> **Data provided**
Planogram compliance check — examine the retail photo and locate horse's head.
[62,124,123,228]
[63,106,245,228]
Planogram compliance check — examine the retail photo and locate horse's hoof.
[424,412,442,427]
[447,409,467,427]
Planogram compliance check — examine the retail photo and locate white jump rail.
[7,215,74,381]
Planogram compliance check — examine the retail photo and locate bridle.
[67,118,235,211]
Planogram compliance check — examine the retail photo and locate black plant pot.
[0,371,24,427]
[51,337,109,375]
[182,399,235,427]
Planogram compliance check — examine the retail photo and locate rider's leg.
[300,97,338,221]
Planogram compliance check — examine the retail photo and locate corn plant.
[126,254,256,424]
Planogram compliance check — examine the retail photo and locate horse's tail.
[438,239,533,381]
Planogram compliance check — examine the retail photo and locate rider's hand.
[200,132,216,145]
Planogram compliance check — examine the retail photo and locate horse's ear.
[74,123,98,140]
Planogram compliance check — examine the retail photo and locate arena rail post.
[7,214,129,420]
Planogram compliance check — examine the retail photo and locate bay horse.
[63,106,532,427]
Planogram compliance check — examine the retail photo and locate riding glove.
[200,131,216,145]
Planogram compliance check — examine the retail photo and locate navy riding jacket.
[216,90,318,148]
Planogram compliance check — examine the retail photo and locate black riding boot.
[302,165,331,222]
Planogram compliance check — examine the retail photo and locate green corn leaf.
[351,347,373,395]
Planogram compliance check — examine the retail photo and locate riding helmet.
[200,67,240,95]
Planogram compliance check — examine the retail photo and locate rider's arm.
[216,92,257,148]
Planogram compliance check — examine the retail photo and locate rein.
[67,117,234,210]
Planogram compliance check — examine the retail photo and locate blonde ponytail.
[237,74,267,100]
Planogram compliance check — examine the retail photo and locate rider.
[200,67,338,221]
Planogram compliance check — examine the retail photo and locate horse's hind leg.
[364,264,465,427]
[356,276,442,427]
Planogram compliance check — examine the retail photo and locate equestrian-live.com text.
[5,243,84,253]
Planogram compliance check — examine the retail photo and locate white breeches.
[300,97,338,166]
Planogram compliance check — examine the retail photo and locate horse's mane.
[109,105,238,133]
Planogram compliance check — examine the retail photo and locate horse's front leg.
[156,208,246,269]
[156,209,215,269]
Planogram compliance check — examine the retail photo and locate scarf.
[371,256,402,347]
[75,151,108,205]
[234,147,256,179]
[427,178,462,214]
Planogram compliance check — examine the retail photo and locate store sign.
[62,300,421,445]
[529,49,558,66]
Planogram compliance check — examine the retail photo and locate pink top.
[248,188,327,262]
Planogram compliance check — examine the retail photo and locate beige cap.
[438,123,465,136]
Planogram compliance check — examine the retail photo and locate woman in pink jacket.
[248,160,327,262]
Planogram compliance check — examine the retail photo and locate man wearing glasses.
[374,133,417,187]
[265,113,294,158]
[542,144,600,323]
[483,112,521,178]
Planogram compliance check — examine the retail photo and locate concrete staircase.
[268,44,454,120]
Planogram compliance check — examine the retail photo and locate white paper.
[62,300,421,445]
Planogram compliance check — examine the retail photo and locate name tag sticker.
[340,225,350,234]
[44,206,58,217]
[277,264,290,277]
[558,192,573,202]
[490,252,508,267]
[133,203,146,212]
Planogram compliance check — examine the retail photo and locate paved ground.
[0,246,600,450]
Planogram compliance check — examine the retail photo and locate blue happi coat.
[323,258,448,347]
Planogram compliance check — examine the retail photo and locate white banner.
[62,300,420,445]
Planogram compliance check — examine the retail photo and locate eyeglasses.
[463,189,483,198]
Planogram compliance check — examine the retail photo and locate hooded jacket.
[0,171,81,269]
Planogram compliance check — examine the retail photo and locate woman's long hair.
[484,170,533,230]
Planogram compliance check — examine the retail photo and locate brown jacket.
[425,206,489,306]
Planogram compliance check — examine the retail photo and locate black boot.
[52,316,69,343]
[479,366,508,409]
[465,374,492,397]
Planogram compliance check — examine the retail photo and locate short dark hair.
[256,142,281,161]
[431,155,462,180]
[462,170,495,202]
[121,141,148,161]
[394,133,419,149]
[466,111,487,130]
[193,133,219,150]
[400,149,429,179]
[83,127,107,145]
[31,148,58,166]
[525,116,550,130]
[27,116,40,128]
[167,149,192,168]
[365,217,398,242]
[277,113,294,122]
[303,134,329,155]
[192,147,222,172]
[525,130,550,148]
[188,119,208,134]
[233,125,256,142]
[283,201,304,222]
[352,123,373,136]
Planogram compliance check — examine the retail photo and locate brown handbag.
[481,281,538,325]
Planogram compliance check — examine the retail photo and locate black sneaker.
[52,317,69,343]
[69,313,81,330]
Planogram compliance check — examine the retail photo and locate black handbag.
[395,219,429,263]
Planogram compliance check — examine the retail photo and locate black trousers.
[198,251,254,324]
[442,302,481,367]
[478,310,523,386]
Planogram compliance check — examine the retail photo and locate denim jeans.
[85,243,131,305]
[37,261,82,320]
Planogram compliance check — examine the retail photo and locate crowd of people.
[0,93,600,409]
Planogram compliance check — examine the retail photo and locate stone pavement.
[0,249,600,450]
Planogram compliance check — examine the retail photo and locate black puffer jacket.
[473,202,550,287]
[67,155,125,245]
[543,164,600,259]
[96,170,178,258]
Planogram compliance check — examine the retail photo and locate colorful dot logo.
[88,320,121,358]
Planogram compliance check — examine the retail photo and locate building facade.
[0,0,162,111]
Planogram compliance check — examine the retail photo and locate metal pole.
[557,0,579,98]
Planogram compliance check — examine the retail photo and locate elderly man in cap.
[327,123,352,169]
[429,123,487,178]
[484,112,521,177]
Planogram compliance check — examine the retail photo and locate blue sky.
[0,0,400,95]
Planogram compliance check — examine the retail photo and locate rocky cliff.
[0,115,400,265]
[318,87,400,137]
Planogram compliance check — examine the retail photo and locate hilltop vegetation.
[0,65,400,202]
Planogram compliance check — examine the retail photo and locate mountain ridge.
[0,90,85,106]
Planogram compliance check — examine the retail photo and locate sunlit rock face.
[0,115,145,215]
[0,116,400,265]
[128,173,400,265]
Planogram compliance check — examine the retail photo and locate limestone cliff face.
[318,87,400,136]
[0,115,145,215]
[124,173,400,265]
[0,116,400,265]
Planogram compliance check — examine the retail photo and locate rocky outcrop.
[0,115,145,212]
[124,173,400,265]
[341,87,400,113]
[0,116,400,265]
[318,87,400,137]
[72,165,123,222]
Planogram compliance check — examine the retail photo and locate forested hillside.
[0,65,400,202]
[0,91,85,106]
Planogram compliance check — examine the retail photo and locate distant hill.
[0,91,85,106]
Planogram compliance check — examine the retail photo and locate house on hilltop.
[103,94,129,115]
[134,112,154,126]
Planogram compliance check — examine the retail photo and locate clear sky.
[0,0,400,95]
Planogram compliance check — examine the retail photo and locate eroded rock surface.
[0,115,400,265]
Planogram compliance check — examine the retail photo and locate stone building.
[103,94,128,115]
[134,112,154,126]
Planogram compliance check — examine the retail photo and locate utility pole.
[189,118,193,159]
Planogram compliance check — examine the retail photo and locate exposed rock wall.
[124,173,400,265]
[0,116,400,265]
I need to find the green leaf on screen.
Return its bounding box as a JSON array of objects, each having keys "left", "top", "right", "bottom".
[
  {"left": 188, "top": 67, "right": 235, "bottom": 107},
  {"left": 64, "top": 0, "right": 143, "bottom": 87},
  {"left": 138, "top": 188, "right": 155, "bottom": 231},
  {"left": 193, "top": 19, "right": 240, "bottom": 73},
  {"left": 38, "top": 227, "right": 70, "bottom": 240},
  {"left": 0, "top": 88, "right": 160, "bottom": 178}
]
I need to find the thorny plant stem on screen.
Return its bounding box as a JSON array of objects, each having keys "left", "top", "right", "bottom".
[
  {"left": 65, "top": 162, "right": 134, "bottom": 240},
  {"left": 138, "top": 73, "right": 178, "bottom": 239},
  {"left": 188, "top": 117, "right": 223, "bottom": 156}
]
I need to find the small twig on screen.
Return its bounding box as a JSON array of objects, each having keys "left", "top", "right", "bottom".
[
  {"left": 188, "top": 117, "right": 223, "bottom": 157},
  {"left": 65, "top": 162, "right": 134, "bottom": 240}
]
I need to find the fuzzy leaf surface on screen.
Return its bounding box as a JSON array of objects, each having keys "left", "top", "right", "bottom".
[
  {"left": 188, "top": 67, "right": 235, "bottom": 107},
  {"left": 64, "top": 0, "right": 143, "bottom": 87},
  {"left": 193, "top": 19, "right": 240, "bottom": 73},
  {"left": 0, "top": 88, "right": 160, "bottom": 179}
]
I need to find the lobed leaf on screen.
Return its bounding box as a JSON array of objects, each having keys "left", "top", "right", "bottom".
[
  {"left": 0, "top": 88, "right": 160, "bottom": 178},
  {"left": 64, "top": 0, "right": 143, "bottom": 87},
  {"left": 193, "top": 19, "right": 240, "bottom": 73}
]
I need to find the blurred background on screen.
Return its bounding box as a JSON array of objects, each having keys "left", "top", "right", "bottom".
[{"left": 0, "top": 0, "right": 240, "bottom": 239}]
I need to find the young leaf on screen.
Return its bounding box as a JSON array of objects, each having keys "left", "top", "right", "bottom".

> **Instructions to follow**
Render the entries in the stretch from the line containing "locate riding helmet." through the line containing "[427,178,462,214]" as a two-column CSV with the columns request_text and boxes. Give one row per entry, with its text and its answer each in a single quoted field and any line breaks replaced by spaces.

> **Output below**
request_text,boxes
"Planogram compliance check — examine the retail photo and locate riding helmet.","[200,67,240,95]"
"Planogram compliance check — examine the retail photo and locate rider's arm.","[216,92,257,148]"
"Planogram compliance check — examine the retail photo and locate rein.","[67,117,234,210]"
"Planogram compliance check — examine the retail photo and locate blonde ponytail.","[237,74,267,100]"
"Planogram compliance check — examine the retail photo and locate rider.","[200,67,338,221]"
"Planogram compliance check — examine the retail photo and locate horse's hind leg.","[364,264,465,427] [356,276,442,427]"
"Planogram compliance check — examine the retail photo and locate equestrian-live.com text.","[5,243,84,253]"
"Planogram compliance check — examine the retail photo and locate white breeches.","[300,97,338,166]"
"Planogram compliance check — examine the retail photo and locate horse's mane.","[109,105,238,133]"
"Planogram compliance check — examine the retail photo and locate horse's front leg.","[156,208,246,269] [156,209,215,269]"
"Planogram compliance check — examine the retail photo and locate scarf.","[371,256,402,347] [75,151,108,205] [234,147,256,179] [427,178,462,214]"